#### [Problem]
From the first line to the last, repeat the data exactly and drop the pictures.

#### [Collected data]
────
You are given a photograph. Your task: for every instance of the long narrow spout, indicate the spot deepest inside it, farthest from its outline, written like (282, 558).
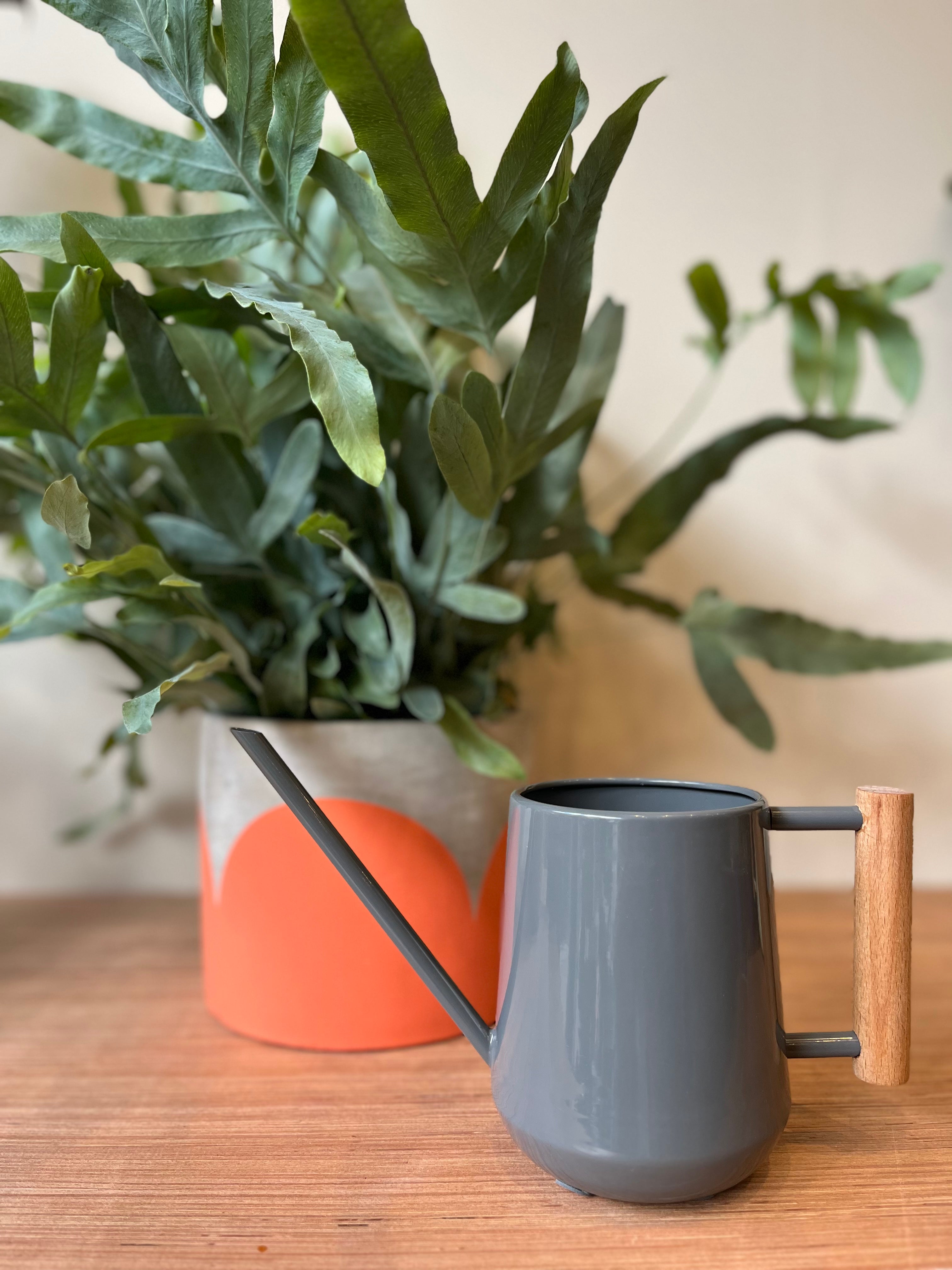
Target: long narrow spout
(367, 890)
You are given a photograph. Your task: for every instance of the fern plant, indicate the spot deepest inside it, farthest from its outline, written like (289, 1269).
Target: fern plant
(289, 469)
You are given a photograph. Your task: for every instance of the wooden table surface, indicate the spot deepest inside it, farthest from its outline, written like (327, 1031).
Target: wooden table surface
(139, 1133)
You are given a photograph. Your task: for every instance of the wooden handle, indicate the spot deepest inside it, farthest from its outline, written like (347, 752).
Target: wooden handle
(883, 934)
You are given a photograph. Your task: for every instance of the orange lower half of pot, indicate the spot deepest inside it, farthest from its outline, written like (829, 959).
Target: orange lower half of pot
(291, 957)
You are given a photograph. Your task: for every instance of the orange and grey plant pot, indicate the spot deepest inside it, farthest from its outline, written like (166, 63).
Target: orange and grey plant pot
(291, 957)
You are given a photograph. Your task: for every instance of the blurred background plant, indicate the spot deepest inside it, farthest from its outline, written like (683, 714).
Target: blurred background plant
(299, 466)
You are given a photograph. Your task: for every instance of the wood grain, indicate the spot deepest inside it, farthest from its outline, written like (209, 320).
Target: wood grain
(138, 1135)
(883, 925)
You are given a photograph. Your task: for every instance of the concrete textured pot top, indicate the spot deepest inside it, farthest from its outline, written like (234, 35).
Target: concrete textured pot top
(639, 1051)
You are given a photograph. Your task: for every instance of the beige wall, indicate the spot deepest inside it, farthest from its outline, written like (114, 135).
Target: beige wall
(817, 134)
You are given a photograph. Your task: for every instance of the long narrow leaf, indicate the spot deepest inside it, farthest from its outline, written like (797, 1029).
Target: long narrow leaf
(155, 242)
(76, 341)
(106, 140)
(791, 643)
(295, 130)
(376, 64)
(341, 386)
(729, 691)
(292, 479)
(554, 111)
(565, 283)
(658, 513)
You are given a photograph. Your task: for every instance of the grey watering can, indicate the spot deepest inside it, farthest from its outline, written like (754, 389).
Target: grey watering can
(639, 1051)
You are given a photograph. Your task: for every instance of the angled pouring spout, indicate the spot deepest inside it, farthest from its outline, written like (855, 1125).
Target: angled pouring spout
(367, 888)
(640, 1052)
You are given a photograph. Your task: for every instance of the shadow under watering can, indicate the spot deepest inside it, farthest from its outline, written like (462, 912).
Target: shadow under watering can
(639, 1051)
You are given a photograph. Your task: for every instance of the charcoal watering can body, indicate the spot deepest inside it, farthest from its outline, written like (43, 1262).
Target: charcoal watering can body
(639, 1051)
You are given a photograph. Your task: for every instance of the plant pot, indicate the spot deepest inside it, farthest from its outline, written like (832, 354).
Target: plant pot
(290, 954)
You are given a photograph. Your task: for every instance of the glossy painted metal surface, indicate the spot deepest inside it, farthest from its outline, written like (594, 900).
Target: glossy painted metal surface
(639, 1051)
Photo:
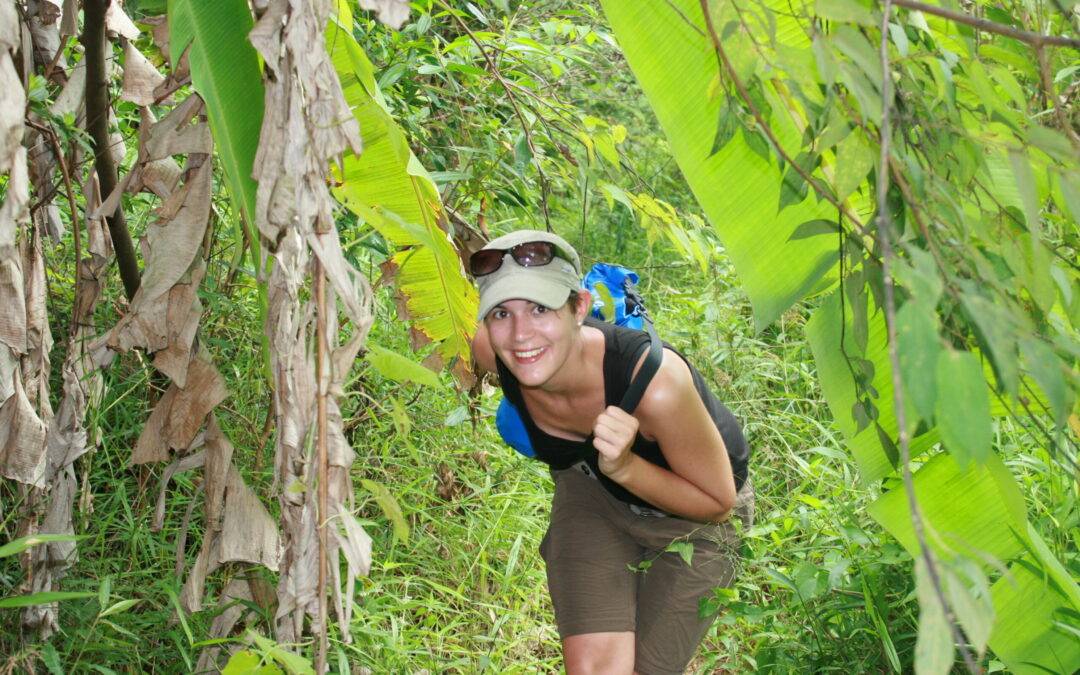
────
#### [Output of the task]
You are given a photograph. Your task: for every instance of the long narrow spout, indicate the spot deepest inside it, farthest from its outline, written like (282, 558).
Target: long narrow spout
(367, 890)
You are given a photograph. Your task: for every instance of the fern plant, indicate the spot deepest inside it, farthest from its outline, written like (289, 1269).
Target: fern plant
(289, 469)
You are given a photograph. Your task: for every instance of the wooden table surface, indicate the spot deepest inside it, farthest from its outline, written like (327, 1031).
Target: wooden table surface
(139, 1133)
You are given a photograph. Your task: for every instance of the wooden handle, indicate the spot deepest inside it, farthest from its outline, written like (347, 752).
Target: wooden handle
(883, 934)
You are given a photograph. Your task: for every instance of the orange lower half of pot, indicate the spot deepest inside it, farthest from its outline, written like (829, 959).
Target: orange lower half of pot
(291, 957)
You are given a photograph. Your task: for every instance of the orange and grey plant pot, indicate the spot deepest inside it, farthest from its outline, written like (166, 63).
Target: orange and grey plant pot
(291, 957)
You are given a photograph. Your task: for every instance of the blurred background plant, indicate the spot deepest inside it, farthest from its outline, written like (683, 714).
Target: blurred background plant
(299, 466)
You are given a photograph. Your task: for every instance of the wood grain, indicate the spot deepest inside it, farthest from its outline, written like (209, 320).
Target: wood grain
(138, 1135)
(883, 925)
You are given a photograph. Your task: for every instance of the concrete textured pot top, indicate the spot deepest inside it, farthest from its outline, written like (234, 35).
Target: concrete textured pot top
(639, 1051)
You are given a photograph. Your task: for every instance of the beige wall, indicate the spot deepest inside it, farthest from its outline, written like (114, 135).
Target: beige wall
(817, 134)
You are given a photograph. Your task: for every instance of the long narrow leaf, indicate the spot deepest inside it, farthest from its outline, written like (797, 1029).
Target: long narrow leaf
(155, 242)
(76, 341)
(106, 140)
(791, 643)
(295, 130)
(376, 64)
(341, 386)
(729, 691)
(292, 479)
(554, 111)
(565, 283)
(658, 513)
You are given a photograph. Your task: for every instance of the grey watering can, indicate the spot deepest inside it, farthest from its outline, written like (754, 389).
Target: grey watering can
(639, 1051)
You are given a photograph. Your task: for every instance of the angled pouring spout, indicate the spot deepest inside it, farthest from its outline, written like (855, 1125).
Target: angled pouring spout
(367, 888)
(640, 1052)
You are given a photograph. Your task: for every instance of the shadow under watering can, indicate the spot deepest inside it, farthest from its outline, written like (462, 912).
Target: shadow under watering can
(639, 1051)
You are given a photograph. Your task: for every instance of the charcoal watering can body, indicate the spot deepest inside it, farthest from its outline, written like (43, 1262).
Target: charcoal watering can body
(639, 1051)
You are given a photograph. Your task: for every instance of the plant pot, indicate the spot deepest inside it, farthest from its outline, written like (832, 354).
Target: plant pot
(290, 954)
You are given a photograph. Your task: for every instance of the glossy painted metal surface, indicate the spot deepest inside it, farthest from its outline, written like (594, 900).
Target: glossy painted metal surface
(639, 1051)
Photo:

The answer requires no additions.